══ Stored rows ══

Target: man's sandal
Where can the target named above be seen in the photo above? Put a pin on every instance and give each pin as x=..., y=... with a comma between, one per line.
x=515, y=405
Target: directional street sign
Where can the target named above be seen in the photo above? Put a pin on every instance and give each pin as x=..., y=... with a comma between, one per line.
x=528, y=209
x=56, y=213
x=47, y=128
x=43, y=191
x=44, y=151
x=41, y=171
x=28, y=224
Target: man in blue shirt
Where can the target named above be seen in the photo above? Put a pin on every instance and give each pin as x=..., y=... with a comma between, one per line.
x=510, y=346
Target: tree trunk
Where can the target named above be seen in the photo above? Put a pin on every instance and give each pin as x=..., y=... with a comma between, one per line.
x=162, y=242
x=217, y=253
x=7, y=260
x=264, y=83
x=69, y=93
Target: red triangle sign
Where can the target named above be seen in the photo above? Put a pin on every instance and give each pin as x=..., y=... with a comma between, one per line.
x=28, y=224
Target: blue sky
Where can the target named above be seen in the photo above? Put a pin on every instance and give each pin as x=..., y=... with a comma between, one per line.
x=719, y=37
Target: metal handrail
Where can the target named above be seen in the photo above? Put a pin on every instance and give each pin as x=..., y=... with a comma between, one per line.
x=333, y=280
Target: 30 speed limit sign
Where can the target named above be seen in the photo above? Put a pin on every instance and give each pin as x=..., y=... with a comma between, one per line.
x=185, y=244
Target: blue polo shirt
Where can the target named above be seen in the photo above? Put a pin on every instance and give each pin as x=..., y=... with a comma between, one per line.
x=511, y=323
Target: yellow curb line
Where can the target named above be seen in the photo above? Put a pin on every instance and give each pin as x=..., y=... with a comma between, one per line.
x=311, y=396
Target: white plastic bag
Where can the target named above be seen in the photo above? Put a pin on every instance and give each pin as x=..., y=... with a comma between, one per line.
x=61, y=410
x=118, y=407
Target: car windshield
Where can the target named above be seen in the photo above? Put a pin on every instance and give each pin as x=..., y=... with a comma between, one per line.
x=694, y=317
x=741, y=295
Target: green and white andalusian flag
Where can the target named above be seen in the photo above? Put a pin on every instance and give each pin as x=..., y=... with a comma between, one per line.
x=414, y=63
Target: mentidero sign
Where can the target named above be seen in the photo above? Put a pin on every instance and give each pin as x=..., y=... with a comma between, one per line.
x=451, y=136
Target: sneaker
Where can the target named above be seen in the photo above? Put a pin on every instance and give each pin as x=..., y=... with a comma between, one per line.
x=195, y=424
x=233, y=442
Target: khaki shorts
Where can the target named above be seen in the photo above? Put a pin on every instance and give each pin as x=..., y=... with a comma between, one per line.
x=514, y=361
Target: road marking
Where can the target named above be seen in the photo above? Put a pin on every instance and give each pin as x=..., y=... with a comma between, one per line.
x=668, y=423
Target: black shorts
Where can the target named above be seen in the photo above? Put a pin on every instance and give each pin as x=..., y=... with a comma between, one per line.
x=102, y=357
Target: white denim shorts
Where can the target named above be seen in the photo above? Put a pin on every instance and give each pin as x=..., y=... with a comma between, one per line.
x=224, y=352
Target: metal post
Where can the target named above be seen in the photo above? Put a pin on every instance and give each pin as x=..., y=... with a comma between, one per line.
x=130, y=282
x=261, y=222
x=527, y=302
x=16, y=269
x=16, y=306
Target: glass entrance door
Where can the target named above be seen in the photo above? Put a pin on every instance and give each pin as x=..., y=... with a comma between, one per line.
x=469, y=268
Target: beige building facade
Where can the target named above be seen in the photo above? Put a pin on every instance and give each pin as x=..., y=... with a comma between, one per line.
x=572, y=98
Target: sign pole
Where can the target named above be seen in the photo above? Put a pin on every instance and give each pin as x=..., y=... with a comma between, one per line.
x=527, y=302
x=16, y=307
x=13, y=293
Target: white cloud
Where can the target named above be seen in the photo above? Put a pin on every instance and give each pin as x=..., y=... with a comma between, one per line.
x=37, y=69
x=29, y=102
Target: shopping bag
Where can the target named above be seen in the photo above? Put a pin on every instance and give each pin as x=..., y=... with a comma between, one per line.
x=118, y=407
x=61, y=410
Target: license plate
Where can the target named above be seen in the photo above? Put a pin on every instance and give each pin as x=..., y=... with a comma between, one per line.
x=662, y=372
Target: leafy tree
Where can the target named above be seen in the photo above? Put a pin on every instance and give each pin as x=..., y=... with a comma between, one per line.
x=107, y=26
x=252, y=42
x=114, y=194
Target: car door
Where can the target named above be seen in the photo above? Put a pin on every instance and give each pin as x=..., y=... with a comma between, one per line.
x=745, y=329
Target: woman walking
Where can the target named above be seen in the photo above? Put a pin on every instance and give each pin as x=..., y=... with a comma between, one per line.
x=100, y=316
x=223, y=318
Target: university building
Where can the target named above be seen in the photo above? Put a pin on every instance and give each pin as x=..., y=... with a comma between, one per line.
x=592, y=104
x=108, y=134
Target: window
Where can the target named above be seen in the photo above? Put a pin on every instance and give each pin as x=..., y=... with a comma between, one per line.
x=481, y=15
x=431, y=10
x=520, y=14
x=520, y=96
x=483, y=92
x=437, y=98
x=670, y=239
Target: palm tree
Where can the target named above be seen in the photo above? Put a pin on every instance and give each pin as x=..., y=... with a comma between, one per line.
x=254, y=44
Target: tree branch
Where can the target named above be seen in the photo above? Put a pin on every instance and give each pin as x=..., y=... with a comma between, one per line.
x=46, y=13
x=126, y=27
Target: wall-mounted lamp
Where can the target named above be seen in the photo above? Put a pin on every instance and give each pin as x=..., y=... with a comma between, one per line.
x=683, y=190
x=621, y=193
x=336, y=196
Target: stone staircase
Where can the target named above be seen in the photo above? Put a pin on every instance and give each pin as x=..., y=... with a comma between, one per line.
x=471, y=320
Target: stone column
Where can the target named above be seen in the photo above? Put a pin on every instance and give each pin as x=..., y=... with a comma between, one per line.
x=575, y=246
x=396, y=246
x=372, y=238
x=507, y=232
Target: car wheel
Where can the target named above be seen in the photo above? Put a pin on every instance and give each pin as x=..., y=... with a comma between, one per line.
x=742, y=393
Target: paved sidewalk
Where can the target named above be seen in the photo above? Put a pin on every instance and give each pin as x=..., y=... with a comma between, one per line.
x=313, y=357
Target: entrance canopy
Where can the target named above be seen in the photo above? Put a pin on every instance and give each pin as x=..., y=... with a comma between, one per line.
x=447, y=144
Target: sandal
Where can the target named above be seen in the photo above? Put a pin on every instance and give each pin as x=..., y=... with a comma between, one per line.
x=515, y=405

═══
══ Stored rows ══

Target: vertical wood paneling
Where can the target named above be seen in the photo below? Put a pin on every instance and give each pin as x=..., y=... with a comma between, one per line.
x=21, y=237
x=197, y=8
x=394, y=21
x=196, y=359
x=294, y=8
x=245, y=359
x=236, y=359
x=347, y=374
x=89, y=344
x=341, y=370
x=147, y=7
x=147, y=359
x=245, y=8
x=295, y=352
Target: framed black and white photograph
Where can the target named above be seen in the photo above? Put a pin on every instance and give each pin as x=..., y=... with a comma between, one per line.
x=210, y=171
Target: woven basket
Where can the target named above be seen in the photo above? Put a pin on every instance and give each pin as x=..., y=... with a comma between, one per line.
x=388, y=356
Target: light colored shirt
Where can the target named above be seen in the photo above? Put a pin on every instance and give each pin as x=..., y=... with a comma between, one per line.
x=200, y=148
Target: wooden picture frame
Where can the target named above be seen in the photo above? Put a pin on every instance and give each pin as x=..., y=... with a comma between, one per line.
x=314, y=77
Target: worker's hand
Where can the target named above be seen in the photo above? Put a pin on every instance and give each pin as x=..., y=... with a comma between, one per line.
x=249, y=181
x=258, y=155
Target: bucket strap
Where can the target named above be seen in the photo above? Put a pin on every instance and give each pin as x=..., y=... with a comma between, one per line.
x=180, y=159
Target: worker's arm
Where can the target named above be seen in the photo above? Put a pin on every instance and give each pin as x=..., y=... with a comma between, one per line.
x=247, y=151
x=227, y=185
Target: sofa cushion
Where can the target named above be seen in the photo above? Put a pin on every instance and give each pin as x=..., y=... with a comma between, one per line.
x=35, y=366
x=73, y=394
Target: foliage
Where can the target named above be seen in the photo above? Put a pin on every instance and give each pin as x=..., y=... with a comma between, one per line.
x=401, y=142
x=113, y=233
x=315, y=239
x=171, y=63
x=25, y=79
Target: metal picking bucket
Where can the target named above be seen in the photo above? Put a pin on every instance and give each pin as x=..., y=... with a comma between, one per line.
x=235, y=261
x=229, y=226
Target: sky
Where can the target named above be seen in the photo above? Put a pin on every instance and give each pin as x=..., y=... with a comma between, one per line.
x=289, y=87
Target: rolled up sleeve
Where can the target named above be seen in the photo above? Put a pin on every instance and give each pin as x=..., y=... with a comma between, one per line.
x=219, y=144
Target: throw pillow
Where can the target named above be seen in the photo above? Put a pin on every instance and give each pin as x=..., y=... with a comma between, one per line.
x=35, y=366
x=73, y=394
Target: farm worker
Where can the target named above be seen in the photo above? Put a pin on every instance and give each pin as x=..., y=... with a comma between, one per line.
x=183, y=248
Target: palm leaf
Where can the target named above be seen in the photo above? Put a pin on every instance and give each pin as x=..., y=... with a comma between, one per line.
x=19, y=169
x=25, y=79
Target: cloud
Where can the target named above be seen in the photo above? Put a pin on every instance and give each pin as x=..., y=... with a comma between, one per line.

═══

Change "windshield" to "windscreen" in the stretch of data from the line containing "Target: car windshield" through the line containing "x=741, y=295", and give only those lines back with nothing else altered.

## Finished task
Target: car windscreen
Where can the target named above be seen in the photo above? Put a pin on every instance and give each pin as x=..., y=... with a comma between, one per line.
x=694, y=317
x=741, y=295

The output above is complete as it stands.